**GIVEN TASK**
Count the lines in the data below that contain the string "blue". Reply with the number alone.

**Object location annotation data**
>> Start

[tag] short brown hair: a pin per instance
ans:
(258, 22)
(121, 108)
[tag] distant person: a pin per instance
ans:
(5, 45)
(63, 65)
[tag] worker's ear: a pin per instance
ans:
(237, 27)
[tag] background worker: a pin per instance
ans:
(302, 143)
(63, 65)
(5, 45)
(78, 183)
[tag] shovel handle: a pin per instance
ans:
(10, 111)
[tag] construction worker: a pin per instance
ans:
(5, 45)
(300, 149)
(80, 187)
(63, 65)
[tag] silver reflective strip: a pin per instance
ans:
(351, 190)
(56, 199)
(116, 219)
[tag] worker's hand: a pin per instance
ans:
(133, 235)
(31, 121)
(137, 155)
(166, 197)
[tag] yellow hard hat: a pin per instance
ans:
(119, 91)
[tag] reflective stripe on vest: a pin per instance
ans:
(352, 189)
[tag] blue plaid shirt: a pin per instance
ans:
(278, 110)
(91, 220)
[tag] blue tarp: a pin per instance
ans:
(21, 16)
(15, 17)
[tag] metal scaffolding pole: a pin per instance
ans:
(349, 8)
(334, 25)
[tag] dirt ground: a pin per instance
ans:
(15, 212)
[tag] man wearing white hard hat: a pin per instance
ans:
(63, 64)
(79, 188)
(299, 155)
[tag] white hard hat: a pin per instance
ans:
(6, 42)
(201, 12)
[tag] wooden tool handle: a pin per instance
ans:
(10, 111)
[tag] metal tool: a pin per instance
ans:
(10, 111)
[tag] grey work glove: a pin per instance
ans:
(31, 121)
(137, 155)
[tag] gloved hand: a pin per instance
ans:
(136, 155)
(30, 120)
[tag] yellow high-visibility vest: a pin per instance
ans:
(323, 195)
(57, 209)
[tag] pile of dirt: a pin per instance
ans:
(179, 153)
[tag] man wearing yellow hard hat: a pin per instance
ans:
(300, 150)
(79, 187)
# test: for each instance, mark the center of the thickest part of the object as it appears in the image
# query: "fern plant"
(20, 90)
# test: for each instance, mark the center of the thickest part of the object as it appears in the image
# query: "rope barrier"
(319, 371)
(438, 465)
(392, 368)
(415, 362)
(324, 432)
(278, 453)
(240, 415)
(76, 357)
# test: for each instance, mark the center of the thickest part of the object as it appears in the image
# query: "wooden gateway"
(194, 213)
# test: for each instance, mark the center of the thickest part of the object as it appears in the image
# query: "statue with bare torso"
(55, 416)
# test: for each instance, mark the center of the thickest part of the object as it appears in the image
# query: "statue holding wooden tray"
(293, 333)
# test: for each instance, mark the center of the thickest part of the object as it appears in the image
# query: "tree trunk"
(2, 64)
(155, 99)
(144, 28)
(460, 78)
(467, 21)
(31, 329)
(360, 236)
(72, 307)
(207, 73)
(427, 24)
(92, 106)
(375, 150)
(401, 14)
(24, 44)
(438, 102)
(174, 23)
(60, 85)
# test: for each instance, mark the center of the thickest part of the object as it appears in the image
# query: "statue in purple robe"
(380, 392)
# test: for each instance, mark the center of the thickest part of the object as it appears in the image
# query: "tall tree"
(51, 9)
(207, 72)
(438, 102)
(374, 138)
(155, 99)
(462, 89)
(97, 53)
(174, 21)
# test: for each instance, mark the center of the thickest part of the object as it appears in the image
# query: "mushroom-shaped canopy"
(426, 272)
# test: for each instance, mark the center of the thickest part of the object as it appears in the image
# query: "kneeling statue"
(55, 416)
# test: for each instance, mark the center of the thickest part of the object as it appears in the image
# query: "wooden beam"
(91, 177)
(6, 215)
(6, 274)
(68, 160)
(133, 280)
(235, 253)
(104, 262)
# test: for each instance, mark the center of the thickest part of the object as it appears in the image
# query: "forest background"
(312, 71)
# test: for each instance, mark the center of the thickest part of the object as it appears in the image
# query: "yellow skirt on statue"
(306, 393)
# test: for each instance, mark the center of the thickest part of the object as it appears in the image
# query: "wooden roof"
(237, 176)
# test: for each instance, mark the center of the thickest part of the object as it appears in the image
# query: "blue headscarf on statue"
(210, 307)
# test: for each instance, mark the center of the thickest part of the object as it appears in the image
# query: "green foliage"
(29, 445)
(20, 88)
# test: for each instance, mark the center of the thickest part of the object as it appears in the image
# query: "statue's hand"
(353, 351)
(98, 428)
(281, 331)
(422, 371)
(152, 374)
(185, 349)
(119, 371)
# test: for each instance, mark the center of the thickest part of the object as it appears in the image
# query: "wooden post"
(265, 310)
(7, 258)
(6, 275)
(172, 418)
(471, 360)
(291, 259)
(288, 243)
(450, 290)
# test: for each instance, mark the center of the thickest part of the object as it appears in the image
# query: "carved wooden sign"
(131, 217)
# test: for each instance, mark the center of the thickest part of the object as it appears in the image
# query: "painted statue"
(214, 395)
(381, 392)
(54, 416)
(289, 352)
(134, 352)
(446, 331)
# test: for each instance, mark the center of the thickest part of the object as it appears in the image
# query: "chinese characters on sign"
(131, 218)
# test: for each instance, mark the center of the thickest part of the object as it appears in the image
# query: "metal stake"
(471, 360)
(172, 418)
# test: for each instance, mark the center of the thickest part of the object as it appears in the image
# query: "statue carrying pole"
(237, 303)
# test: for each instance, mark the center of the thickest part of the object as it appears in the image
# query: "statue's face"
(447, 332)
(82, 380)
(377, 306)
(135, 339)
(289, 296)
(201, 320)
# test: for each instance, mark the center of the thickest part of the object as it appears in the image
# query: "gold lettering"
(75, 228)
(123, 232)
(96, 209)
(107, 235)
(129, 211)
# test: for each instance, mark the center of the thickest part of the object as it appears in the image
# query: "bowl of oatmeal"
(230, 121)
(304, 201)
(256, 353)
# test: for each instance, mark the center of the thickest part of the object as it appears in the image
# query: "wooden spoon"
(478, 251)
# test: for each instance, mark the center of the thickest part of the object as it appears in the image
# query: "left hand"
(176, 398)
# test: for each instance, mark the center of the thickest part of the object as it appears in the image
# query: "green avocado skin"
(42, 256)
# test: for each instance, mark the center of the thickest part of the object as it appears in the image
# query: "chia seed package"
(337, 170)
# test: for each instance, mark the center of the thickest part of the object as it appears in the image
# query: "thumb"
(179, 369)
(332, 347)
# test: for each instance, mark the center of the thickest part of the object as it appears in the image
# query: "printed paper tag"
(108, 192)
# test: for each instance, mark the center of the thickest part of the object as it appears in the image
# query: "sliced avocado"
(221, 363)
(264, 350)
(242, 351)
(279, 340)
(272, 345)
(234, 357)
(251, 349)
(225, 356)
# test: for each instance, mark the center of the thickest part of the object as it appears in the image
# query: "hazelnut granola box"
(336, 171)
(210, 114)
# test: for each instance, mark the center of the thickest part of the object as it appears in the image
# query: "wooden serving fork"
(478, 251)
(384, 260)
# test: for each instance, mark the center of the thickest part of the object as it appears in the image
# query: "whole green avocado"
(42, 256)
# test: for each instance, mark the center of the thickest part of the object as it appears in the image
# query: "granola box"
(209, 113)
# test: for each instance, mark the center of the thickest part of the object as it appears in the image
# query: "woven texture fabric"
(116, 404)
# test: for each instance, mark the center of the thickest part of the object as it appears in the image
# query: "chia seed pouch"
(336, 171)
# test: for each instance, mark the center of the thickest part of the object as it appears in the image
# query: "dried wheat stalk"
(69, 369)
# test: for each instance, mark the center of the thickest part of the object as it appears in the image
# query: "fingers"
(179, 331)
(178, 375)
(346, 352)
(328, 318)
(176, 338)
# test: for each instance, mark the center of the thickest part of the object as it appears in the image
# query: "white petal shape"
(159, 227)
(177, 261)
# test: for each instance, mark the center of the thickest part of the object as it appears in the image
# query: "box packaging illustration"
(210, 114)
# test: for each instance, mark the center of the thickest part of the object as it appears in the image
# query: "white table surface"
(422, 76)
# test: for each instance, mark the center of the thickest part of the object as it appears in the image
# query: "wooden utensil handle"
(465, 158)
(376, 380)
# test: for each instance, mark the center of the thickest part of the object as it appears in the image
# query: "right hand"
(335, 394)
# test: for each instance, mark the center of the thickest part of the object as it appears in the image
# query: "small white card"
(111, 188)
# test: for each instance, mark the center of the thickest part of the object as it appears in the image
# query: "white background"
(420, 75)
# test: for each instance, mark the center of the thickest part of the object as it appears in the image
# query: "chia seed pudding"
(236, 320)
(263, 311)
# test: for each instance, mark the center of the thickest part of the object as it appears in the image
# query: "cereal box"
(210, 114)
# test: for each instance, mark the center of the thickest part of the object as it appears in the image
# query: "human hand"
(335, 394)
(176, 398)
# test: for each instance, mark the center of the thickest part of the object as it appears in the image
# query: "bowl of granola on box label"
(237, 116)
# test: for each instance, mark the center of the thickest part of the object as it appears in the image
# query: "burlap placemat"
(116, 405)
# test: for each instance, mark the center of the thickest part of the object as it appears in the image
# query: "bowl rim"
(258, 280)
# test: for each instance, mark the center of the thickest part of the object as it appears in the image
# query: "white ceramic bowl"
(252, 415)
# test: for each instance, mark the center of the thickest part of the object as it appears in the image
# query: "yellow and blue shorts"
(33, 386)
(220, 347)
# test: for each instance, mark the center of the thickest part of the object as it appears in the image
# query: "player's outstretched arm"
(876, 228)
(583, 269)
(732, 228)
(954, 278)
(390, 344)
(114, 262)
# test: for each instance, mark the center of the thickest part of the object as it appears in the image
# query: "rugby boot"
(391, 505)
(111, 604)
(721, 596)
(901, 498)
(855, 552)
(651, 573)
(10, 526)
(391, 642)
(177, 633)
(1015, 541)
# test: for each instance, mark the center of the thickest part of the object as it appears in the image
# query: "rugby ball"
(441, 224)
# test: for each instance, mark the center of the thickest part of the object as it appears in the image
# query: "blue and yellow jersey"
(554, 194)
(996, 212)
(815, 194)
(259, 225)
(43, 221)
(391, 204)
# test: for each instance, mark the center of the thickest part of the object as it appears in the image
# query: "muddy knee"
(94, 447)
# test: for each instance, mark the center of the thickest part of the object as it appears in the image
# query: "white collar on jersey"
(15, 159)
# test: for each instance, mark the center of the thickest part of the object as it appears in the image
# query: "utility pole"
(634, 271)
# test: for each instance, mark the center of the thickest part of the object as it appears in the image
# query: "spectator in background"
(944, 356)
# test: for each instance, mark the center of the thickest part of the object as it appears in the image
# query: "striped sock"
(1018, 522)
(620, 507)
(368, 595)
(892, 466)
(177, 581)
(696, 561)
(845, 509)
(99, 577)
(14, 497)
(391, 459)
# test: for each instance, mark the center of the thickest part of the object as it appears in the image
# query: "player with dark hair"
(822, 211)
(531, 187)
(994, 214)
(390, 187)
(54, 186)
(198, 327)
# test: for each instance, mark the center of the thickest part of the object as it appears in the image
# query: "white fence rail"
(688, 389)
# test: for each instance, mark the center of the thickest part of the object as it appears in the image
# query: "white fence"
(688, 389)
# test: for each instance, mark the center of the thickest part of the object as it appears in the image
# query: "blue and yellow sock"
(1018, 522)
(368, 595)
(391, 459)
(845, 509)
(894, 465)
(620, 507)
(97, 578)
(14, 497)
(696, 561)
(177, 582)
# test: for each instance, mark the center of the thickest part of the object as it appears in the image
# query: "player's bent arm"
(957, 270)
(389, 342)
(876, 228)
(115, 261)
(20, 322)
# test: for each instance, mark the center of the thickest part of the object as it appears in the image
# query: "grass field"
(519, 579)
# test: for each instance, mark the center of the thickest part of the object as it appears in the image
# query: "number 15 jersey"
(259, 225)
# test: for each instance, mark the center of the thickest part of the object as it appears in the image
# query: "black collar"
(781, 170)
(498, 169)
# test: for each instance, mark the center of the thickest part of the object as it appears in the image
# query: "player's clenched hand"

>> End

**THE ANSWER**
6